WHAT THE TASK ASKS
Rewrite the data from the line containing "Find the bathtub" down to the line containing "left=273, top=118, right=298, bottom=147", both ends included. Keep each request unchanged and shift every coordinate in the answer bounding boxes up by 36.

RECORD EXCERPTS
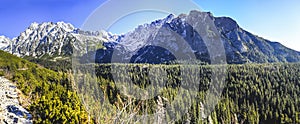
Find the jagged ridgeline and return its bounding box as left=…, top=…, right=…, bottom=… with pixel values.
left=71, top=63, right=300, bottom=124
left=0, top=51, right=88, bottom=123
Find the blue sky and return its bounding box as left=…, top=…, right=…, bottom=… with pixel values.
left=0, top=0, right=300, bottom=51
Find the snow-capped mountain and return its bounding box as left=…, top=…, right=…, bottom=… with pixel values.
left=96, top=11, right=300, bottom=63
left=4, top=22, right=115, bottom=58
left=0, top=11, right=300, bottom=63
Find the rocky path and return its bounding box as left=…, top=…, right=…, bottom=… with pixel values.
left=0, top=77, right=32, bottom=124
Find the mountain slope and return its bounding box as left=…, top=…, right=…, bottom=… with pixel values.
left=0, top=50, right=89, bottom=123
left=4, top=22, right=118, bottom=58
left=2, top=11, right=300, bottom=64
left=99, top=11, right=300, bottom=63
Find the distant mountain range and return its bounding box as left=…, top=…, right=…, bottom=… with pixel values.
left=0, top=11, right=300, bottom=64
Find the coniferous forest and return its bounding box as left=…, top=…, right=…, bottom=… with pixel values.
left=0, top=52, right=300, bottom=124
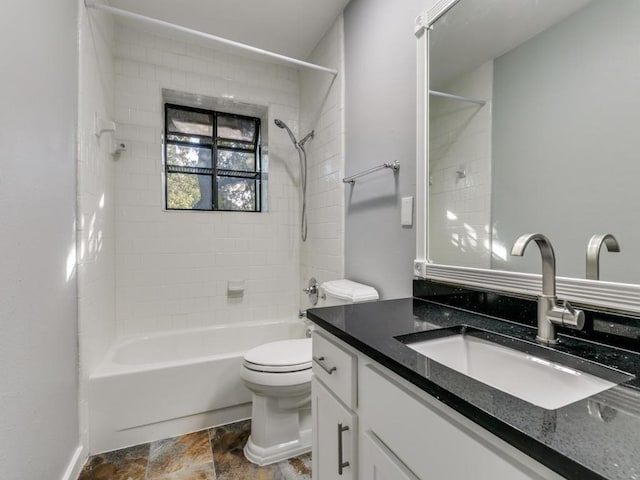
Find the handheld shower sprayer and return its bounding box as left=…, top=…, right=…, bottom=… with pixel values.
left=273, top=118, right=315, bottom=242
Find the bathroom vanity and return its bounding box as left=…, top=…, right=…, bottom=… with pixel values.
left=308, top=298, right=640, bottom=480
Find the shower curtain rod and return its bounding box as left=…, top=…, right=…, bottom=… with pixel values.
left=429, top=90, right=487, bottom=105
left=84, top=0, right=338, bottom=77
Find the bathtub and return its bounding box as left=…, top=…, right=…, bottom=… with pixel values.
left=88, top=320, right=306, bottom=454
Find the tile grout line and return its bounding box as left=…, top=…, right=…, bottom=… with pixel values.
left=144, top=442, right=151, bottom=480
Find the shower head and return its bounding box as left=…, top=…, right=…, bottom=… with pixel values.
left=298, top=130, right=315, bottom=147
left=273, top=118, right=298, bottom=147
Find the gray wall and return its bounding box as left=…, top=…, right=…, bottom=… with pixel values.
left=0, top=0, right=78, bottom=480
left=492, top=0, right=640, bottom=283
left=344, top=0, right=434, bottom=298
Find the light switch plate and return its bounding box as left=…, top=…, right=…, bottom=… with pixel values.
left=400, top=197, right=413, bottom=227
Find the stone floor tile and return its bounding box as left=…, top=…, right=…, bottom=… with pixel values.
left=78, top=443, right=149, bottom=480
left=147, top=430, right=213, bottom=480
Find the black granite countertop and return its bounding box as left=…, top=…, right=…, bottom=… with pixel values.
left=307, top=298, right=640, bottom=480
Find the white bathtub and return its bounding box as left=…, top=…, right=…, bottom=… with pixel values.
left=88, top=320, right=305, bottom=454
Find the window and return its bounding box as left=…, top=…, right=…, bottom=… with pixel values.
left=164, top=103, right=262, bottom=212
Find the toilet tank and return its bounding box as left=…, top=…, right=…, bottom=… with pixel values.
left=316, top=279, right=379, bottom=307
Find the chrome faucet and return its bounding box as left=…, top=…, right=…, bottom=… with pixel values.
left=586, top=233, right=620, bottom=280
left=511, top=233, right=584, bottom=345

SOLUTION TO THIS PROBLEM
Find the bathtub and return its bounding box as left=…, top=…, right=…, bottom=… with pixel values.
left=124, top=356, right=342, bottom=490
Find the tile grout line and return its bounding box as left=…, top=…, right=…, bottom=… with pixel values.
left=180, top=478, right=187, bottom=516
Find the shower head and return its bounding box as left=…, top=…, right=…, bottom=… with pixel values.
left=334, top=166, right=351, bottom=183
left=309, top=154, right=334, bottom=183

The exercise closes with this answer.